Nothing in the records may be altered; repeat them exactly.

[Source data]
....

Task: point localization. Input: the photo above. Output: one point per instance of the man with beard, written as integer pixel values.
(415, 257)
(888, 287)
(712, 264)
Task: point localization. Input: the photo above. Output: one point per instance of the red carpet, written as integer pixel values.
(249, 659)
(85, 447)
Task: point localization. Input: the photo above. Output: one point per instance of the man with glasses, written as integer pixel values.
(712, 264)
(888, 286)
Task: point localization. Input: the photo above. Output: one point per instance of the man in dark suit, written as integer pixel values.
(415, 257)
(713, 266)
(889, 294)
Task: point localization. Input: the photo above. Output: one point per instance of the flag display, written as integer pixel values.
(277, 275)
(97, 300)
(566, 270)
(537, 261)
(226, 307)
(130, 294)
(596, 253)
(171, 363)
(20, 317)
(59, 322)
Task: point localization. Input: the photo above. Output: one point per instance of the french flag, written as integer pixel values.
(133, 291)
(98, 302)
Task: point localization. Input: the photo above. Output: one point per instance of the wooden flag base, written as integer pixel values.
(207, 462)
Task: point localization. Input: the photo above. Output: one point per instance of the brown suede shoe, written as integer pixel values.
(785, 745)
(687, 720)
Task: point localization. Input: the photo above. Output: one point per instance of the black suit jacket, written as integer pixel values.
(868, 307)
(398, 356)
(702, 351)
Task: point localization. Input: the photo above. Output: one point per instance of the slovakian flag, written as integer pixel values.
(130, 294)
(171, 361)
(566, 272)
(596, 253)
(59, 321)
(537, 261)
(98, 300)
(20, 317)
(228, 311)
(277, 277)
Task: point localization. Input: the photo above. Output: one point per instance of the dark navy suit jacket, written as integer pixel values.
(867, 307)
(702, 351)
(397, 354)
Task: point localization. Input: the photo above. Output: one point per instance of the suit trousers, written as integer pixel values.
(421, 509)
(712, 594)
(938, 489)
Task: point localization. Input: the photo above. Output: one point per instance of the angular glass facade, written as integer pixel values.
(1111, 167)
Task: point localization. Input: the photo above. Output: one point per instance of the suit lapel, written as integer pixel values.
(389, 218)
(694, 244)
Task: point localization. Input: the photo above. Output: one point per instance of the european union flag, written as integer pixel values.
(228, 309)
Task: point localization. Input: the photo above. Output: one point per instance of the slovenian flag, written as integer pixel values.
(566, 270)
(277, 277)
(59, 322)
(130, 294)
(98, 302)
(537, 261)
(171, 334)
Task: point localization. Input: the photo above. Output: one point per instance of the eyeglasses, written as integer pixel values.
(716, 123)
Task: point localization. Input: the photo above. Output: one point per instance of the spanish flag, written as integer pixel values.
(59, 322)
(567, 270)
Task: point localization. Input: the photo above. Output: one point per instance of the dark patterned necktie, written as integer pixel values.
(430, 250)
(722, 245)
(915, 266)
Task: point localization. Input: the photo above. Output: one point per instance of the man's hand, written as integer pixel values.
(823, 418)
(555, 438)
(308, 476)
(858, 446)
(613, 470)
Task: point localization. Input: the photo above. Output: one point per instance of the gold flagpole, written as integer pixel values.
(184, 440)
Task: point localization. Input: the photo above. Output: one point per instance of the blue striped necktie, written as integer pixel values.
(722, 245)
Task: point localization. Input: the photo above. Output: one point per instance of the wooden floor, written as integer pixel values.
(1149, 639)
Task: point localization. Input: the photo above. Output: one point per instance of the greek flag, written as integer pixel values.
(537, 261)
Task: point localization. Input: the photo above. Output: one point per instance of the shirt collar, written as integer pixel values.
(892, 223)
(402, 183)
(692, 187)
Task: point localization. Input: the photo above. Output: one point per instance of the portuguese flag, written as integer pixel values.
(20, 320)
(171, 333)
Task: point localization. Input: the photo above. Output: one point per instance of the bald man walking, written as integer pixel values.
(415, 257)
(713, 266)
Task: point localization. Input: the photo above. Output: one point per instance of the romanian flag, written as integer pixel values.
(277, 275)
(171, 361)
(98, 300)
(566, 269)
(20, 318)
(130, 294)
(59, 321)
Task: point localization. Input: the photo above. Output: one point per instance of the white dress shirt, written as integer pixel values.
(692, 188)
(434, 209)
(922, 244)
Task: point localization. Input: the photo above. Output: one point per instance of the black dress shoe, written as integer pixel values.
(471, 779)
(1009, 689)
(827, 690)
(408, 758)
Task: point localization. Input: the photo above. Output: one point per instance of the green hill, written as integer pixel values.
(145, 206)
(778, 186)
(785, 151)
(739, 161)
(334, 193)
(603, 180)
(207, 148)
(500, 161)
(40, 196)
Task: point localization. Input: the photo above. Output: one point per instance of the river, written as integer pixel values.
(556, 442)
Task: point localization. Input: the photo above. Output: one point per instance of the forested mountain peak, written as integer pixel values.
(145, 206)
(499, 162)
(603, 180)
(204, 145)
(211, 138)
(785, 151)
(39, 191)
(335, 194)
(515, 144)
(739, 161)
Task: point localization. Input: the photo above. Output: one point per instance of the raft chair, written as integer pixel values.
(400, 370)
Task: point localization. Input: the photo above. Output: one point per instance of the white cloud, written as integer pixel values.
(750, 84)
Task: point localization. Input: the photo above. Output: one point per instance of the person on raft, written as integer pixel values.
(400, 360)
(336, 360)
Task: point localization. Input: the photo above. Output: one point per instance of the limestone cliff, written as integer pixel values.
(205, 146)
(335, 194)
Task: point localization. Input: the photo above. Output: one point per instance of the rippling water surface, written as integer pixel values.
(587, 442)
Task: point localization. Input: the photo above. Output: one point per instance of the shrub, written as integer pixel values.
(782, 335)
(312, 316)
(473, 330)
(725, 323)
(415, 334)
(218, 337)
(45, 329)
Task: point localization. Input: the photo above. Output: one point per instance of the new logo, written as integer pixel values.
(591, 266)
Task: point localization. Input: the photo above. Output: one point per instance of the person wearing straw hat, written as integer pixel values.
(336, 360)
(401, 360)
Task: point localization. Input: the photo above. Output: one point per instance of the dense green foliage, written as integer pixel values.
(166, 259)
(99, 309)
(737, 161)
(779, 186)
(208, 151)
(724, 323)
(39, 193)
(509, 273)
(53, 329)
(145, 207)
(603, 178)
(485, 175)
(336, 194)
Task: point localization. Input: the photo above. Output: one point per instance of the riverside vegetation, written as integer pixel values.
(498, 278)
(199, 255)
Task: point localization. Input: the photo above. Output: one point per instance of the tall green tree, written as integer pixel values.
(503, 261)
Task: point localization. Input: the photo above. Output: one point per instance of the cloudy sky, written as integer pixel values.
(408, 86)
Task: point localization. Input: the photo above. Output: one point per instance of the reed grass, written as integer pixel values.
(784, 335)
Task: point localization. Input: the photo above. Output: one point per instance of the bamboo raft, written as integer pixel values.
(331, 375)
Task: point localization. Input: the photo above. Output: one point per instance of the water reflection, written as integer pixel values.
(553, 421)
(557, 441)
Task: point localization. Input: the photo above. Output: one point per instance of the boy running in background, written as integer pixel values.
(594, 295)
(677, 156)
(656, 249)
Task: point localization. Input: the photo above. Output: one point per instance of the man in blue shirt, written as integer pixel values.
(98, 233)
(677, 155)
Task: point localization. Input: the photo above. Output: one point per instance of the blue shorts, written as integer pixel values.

....

Solution –
Task: point localization. Input: the photo above. Output: one point per instance of the man with beard, written as integer pixel values.
(415, 257)
(888, 287)
(712, 264)
Task: point localization. Input: the photo above. Output: one point per instance of the red carpet, written as integer pixel values.
(249, 659)
(85, 447)
Task: point localization. Input: the photo above. Output: one point per instance of the man with glasses, written as integer pixel values.
(712, 264)
(888, 286)
Task: point localization. Input: the photo above. Output: one point per instance of the man in dark suit, written as integer pixel values.
(415, 257)
(713, 266)
(889, 294)
Task: point localization. Input: the photo above. Output: one point per instance of the flag display, written as integer pixel values.
(277, 275)
(97, 300)
(566, 270)
(537, 261)
(226, 307)
(130, 294)
(596, 253)
(171, 363)
(20, 317)
(59, 322)
Task: point localization. Input: the photo above. Output: one point per instance of the french flag, written as integer pixel values.
(133, 291)
(98, 302)
Task: point localization. Input: the photo above. Output: one point per instance of the wooden flag base, written as integer pixel values.
(207, 462)
Task: point localization. Input: the photo above. Output: one point per instance of the brown suede shoe, written as integer pixel values.
(785, 745)
(687, 720)
Task: point localization. Input: the photo above. Output: one point per instance of the black suit jacket, written as integer pixel values.
(868, 307)
(398, 356)
(702, 351)
Task: point localization. Input: the photo above. Output: one point per instance of the slovakian flag, written as integer pixel values.
(130, 294)
(171, 361)
(566, 272)
(596, 253)
(59, 321)
(537, 261)
(98, 300)
(20, 317)
(228, 311)
(277, 277)
Task: point localization. Input: the photo above. Output: one point per instance of the dark navy suit jacket, written as integer pixel values.
(867, 307)
(702, 351)
(397, 354)
Task: point localization. Input: the photo above. Output: one point per instance of the suit trousers, written as integer pixel values.
(421, 509)
(712, 594)
(938, 489)
Task: point localization. Input: the photo above. Output: one point per instance of the angular glass facade, written as integer pixel values.
(1111, 167)
Task: point localization. Input: the photo above. Output: one point per instance of the suit lapel, written as integer pixel values.
(389, 218)
(694, 244)
Task: point localization. Input: the photo above. Output: one point per instance of the european union flag, written as integer pixel values.
(228, 309)
Task: point localization. Input: the photo above. Output: one point per instance of the slovenian flag, written as integer pixel values.
(566, 270)
(277, 277)
(59, 322)
(130, 294)
(98, 302)
(537, 261)
(171, 334)
Task: point localization. Input: the photo above. Output: one point per instance of the eyeglasses, written as integer pixel values.
(716, 123)
Task: point localization. Input: the photo above. Output: one point per instance of the spanish flag, written as integer pixel values.
(59, 322)
(567, 270)
Task: point localization. Input: the photo above. Output: one point per instance of the dark patterned necktie, written as integer pixel values.
(430, 250)
(722, 245)
(915, 266)
Task: point localization. Input: the photo above. Output: one point per instance of the man's hand, written as integer pixel values.
(823, 418)
(555, 438)
(308, 476)
(858, 446)
(613, 470)
Task: point localization. Input: the photo above. Output: one point per instance of the gold flagpole, written as integer pixel values.
(184, 440)
Task: point localization. Input: the photo above. Output: one point per instance of the blue striped necktie, written as integer pixel values.
(722, 245)
Task: point localization. Input: the photo above. Output: one point per instance of the wooden floor, written as integer pixel values.
(1149, 639)
Task: point localization. Input: the photo above. Output: one point per instance of the greek flag, written as integer pixel values.
(537, 261)
Task: point localization. Input: the photo above. Output: one point per instance of the shirt collar, written as integer pixel values.
(892, 223)
(402, 183)
(692, 187)
Task: point localization. Input: the photo above. Output: one point per instance of the portuguese flag, written as integer pixel values.
(20, 320)
(171, 333)
Task: point localization. Input: the photo above. Output: one point per instance of the bald man walking, written as integer pixel values.
(415, 257)
(713, 266)
Task: point localization. Input: the photo above. Output: one point per instance of the romanian flag, written as integer pixel values.
(277, 275)
(171, 361)
(98, 300)
(566, 269)
(20, 318)
(130, 294)
(59, 321)
Task: point localization. Input: the photo above. Output: one point per instance of the white dress shirt, written as integer pixel values.
(692, 188)
(434, 209)
(922, 244)
Task: point localization. Input: the photo above. Output: one point per instance of the black dress shoe, written as integer pixel values.
(471, 779)
(1009, 689)
(827, 690)
(408, 758)
Task: point localization. Input: the photo above. Output: one point per instance of the green hill, written as integer pixel values.
(145, 206)
(778, 186)
(785, 151)
(739, 161)
(334, 193)
(603, 180)
(207, 148)
(500, 161)
(40, 196)
Task: point localization. Input: the photo above. Output: one point per instance of the river, written as integer pixel values.
(556, 442)
Task: point localization. Input: the photo above. Output: one point per instance of the forested mountain peak, written as integer pixel values.
(145, 206)
(499, 162)
(603, 180)
(204, 145)
(211, 138)
(785, 151)
(39, 191)
(335, 194)
(515, 144)
(739, 161)
Task: point localization. Input: the photo above. Output: one point per instance of the raft chair, written as integer pixel values.
(400, 370)
Task: point localization. Input: the photo above. Output: one point per instance of the white cloud, written as integer pixel values.
(750, 84)
Task: point localization. Input: the photo above. Output: one point per instance of the person on raft, written as integer pixel values.
(400, 360)
(336, 360)
Task: point localization. Input: the photo above. Output: one point per instance of the limestone cliff, written as integer pixel values.
(205, 146)
(335, 194)
Task: point localization. Input: the photo above. Output: one point per instance of the rippling water surface, written as integer pixel values.
(587, 442)
Task: point localization. Input: the photo above. Output: one point per instance of the shrub, written as integer pixel values.
(782, 335)
(312, 316)
(473, 330)
(725, 323)
(415, 334)
(218, 337)
(45, 329)
Task: point localization. Input: the photo above. Output: one point per instance of the new logo, written as integer pixel values.
(591, 266)
Task: point localization. Input: the photo above. Output: one point per instance of the person wearing straw hat, written as integer pixel values.
(336, 360)
(401, 360)
Task: point localization. Input: the photo above. Output: one point per instance of the dense green foliage, written as integer pixel values.
(166, 259)
(99, 309)
(737, 161)
(779, 186)
(208, 151)
(724, 323)
(39, 193)
(509, 273)
(53, 329)
(145, 207)
(603, 178)
(485, 175)
(336, 194)
Task: point localization. Input: the photo above. Output: one point per instance of the riverside vegetation, written as integer pixel values.
(498, 278)
(199, 255)
Task: point localization. Input: the photo above. Output: one point per instance of the tall green tree, written as integer pixel values.
(503, 261)
Task: point localization. Input: the photo above. Output: one point per instance of the cloudy sky, written as integer pixel values.
(408, 86)
Task: point localization. Input: the photo above. Output: one point per instance of the reed grass, written as integer pixel values.
(784, 335)
Task: point localization. Input: the photo above. Output: one point per instance of the bamboo raft, written as integer pixel values.
(331, 375)
Task: point localization. Input: the photo above. Output: one point per instance of the water reflection, written as integer pixel values.
(553, 421)
(557, 441)
Task: point localization. Input: the photo above. Output: one point per instance of the boy running in background, written as integer pixel values.
(594, 295)
(677, 156)
(656, 249)
Task: point localization. Input: the photo above. Output: one point per instance of the man in blue shirt, written as integer pixel values.
(98, 233)
(677, 155)
Task: point localization. Input: the photo above. Output: one point per instance of the blue shorts, written as integer pixel values.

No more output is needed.